_WORK REQUIRED_
Can you reproduce word for word the lines of the material from the line with "the shop awning" up to and including the last line of the material?

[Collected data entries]
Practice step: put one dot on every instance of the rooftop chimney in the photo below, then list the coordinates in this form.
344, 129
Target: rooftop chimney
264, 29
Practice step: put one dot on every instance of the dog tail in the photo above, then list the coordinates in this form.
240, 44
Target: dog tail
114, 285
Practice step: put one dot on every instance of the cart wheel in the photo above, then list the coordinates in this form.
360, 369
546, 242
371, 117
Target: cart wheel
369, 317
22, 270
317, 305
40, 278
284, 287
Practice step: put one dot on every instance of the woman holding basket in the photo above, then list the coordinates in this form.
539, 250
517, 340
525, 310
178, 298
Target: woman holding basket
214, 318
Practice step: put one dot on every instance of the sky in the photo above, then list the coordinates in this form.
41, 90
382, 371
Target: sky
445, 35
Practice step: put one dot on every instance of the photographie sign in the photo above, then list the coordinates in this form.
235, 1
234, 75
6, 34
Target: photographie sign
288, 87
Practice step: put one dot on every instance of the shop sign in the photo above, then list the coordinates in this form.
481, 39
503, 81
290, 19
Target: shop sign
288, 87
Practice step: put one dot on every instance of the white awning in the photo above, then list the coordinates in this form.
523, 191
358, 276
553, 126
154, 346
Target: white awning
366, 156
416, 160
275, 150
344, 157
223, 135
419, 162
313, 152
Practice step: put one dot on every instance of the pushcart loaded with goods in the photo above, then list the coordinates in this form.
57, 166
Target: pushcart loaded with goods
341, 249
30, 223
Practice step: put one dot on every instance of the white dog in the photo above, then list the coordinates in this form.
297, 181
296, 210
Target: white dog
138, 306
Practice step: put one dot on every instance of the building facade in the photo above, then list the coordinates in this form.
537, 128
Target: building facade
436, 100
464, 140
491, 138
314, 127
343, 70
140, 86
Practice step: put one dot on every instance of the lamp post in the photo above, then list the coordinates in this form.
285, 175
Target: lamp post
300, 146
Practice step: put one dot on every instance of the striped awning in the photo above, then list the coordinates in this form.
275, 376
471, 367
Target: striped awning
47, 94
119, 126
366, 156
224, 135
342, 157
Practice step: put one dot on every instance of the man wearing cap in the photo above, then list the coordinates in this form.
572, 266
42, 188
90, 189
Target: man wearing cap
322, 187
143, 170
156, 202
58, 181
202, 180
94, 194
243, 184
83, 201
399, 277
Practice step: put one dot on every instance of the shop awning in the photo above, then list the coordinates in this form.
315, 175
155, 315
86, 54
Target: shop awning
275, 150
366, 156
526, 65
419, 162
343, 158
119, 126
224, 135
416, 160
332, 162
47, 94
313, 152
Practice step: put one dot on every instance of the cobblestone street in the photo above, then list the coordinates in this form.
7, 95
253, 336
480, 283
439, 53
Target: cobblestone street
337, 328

_ANSWER TO THE TASK_
Practice step: put one dot on every instance of the shop awning in the photo above, then list the coordinates in this form.
315, 175
155, 315
86, 54
Target: shop awning
275, 150
366, 156
526, 65
419, 162
343, 158
119, 126
224, 135
416, 160
332, 162
47, 94
313, 152
Practice step: put one dot on every instance of the cobblestone street in the photo above, then list the coordinates in this form.
7, 95
253, 336
480, 283
439, 53
Target: cobblestone street
337, 328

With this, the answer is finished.